# Are there any Muslim horse riders out there?



## HananeBoudali (1 February 2014)

I was curious if there were any Muslim horse riders or any that compete (especially if you're a female Muslim)
As a Muslim girl I really want to become a riding instructor,I just wanted to see if I was the only one.


----------



## _GG_ (1 February 2014)

Oone of Dans friends in Manchester has a sister who competes and is a BHSI I think. I know she is Muslim.


----------



## HananeBoudali (1 February 2014)

That's amazing! Do you know by any chance if she wears the hijab? (Islamic headdress/drescode) 
I'm glad there are Muslim girls out there getting involved  I feel less alone now


----------



## Laafet (1 February 2014)

There are plenty in Newmarket riding racehorses I imagine. I have never thought about it really, TBH it has never even crossed my mind when out competing about people's religion. It certainly shouldn't hold you back from being a riding instructor.


----------



## HananeBoudali (1 February 2014)

That's really interesting,it's just that I was curious how as Muslim females could we get follow the dress code for riding and the Islamic modest dress code we have to follow. 
Thanks for replying


----------



## blood_magik (1 February 2014)

Sheikha Latifa competes for the UAE.
I lived in the Middle East for years and the general 'uniform' was breeches, a long sleeved shirt or t-shirt and sometimes a head scarf.


----------



## _GG_ (1 February 2014)

HananeBoudali said:



			That's amazing! Do you know by any chance if she wears the hijab? (Islamic headdress/drescode) 
I'm glad there are Muslim girls out there getting involved  I feel less alone now
		
Click to expand...

None of the family do when doing anything with non-muslims. They are all of the opinion that nobody should force anything on anyone. When at home, they are traditional, but when out and about, they dress like everyone else. I never really think of it. I am used to seeing them dressed both ways. I have never met his sister though


----------



## skint1 (1 February 2014)

Request 1: Update the forum thread on Muslim horse riders starting at "Thanks for replying" and ending at "a head scarf.", putting "United Arab Emirates" in place of "UAE".
Request 2:
Answer these questions about the forum thread on Muslim horse riders:
(a) What does HananeBoudali want to become?
(b) Who, according to blood_magik, competes for the UAE?
(c) In which place does Laafet imagine there are plenty of Muslims riding racehorses?
Request 3: Pick up the forum thread on Muslim horse riders after its last line and write what comes next.

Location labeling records
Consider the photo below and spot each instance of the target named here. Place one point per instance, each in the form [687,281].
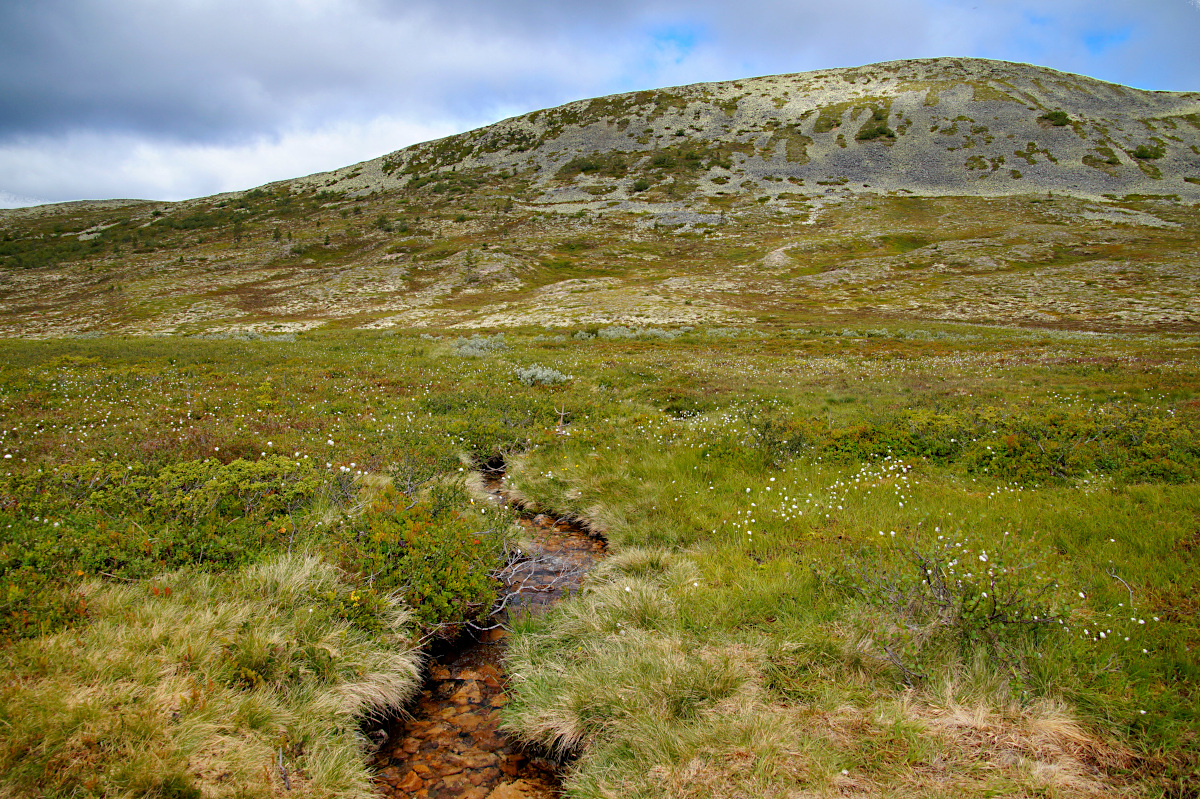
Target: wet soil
[450,744]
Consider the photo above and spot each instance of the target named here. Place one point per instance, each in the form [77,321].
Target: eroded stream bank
[451,744]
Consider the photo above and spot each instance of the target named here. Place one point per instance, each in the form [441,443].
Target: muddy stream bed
[450,744]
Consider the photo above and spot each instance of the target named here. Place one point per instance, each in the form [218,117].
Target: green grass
[757,629]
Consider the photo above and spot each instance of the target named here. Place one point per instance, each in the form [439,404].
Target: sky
[179,98]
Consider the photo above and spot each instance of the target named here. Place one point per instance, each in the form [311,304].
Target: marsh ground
[886,558]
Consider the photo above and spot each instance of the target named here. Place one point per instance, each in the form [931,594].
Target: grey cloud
[238,73]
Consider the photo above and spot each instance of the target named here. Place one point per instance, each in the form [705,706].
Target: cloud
[89,164]
[107,97]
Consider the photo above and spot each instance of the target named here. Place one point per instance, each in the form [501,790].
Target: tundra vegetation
[900,490]
[895,560]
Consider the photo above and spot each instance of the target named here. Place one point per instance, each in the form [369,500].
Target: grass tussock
[201,685]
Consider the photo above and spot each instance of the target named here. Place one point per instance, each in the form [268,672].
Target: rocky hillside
[911,192]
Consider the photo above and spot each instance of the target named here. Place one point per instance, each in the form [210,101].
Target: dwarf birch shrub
[538,374]
[479,346]
[1002,599]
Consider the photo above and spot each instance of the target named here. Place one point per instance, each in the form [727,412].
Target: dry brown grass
[191,685]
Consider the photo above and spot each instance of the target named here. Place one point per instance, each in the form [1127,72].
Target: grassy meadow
[906,560]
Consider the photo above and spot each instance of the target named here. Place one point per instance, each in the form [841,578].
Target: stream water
[450,744]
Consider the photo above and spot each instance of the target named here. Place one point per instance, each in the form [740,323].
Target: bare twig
[1113,574]
[283,770]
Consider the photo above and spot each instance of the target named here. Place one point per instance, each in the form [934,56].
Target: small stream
[450,745]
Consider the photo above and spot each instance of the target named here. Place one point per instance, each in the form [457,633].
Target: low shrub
[479,346]
[439,560]
[539,374]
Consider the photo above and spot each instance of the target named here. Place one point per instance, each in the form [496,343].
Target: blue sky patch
[1103,41]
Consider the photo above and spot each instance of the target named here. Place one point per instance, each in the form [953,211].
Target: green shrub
[441,562]
[539,374]
[875,131]
[1150,152]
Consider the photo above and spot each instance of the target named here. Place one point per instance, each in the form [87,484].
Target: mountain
[933,127]
[943,190]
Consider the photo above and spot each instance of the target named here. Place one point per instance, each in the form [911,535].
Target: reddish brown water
[451,744]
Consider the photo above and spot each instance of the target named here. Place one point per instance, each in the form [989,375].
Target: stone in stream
[451,746]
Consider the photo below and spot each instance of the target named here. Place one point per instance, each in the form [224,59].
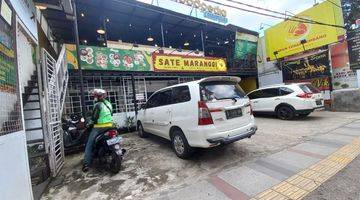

Final result 1:
Thanks for replying


----------



## blood_magik (1 February 2014)

Sheikha Latifa competes for the United Arab Emirates.
I lived in the Middle East for years and the general 'uniform' was breeches, a long sleeved shirt or t-shirt and sometimes a head scarf.

Final result 2:
(a) A riding instructor.
(b) Sheikha Latifa.
(c) Newmarket.

Final result 3:
I think my brother's friend's wife is a Muslim and she is a very accomplished horsewoman, based near Brighton, but she isn't madly devout, she's kind of like I am about being Catholic


----------



## Elsiecat (1 February 2014)

I thought of it and thought "no, I don't actually.." but then I vaguely remembered a conversation with a lady I know a long while ago. Whilst not born Muslim she has married into a Muslim family. Her and her born Muslim daughter ride. Although I have no recollection of whether they own and compete or not. 
Not that it matters either way. Your success when riding isn't dependent on which religion (if any religion) that you follow. No need to feel alone


----------



## Spot_On (3 February 2014)

My dad horse rode for a short while (I am catholic).

I know in the racing industry there are quite a few women who ride, and for them it has never been an issue.


----------



## TT55 (4 February 2014)

I know many muslim polo players, male and female (including those that wear a hijab)


----------



## Sarah W (4 February 2014)

A friend of mine trains with Sheikha Latifa *useless info*!


----------



## SarahF (4 February 2014)

*Waves and winks!*
Asalaamu Alaikum OP!
I got a little excited when I saw this post lol!
I'm a revert (since 2008) I don't live in the UK anymore, and hadnt ridden
 since long before I became Muslim. But I ride here in the Gambia and yeah I wear hijab 
I'm trying to get used to riding in only jeans tho as I've been gambling with jeans under a maxi skirt - which isn't very safe if I should come off! I'm so used to wearing long skirts tho I feel very self conscious wearing only jeans. Not sure I could go as tight as jodhs tho! (even with a long shirt!)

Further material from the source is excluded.